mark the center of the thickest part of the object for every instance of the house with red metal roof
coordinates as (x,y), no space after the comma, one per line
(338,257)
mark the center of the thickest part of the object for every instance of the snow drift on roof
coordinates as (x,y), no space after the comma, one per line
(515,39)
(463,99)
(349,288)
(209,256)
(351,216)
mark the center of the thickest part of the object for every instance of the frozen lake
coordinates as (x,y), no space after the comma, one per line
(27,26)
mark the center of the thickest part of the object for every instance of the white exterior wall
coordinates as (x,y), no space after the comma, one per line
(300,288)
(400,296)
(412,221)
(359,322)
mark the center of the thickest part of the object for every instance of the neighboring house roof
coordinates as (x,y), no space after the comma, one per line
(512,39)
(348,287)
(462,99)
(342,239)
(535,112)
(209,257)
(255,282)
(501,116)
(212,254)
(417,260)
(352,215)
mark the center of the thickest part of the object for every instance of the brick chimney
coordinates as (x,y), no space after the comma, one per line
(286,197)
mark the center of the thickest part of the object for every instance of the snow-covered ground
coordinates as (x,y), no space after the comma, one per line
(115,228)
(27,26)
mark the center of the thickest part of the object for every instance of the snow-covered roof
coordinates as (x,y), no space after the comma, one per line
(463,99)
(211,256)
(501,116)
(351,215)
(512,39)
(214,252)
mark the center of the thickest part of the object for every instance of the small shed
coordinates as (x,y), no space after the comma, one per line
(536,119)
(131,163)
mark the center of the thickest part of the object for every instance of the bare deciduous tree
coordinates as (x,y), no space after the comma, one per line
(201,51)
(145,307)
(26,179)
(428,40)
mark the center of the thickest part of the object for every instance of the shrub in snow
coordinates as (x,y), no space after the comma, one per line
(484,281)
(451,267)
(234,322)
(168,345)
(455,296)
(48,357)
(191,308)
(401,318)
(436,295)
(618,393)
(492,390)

...

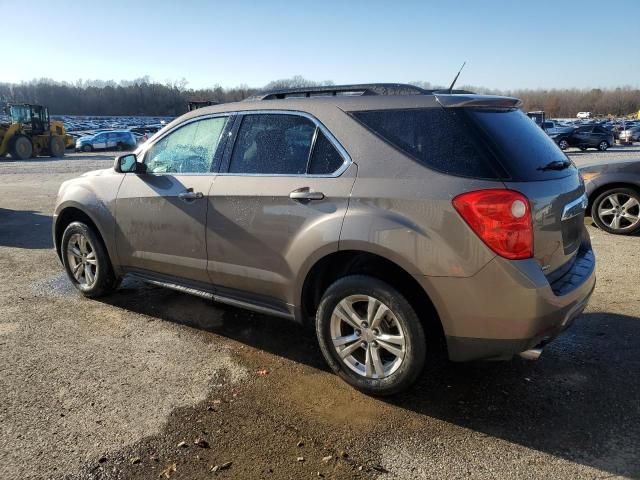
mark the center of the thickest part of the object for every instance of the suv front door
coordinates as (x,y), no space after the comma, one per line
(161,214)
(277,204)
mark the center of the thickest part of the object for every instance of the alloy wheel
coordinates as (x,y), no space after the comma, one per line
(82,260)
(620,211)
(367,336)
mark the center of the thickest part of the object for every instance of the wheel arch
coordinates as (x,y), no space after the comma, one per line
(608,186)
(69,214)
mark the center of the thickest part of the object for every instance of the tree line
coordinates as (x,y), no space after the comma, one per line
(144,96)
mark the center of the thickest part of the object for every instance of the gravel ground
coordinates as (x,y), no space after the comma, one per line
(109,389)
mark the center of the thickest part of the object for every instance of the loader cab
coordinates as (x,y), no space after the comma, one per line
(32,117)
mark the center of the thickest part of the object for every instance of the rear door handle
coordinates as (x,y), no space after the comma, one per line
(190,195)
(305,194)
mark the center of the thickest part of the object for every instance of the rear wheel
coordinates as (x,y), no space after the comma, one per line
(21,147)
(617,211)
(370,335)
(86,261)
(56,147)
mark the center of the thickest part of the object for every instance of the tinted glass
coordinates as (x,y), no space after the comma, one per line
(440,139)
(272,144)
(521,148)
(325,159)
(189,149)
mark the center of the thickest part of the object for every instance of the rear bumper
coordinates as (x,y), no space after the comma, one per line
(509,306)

> [PROBLEM]: Copy only this part of the entries above: the line with "the loader cab", the line with "the tinted glass", and the lines between, all exactly as written.

> [THE ANSWER]:
mark the center of the thickest part of the object for every instance of the loader cab
coordinates as (x,y), no space after the comma, one per line
(32,117)
mark the center of the thickest part of the object for every instance of the rear door handle
coordinates as (x,y), no space after the comma, one per line
(190,195)
(305,194)
mark the center of the thickest part of the object for every instance of the rear wheel
coordinates as (x,y), no space after the comma, one per line
(21,147)
(617,211)
(370,335)
(86,261)
(56,147)
mark the center of the thickest part of the object for every instance of the tinted glass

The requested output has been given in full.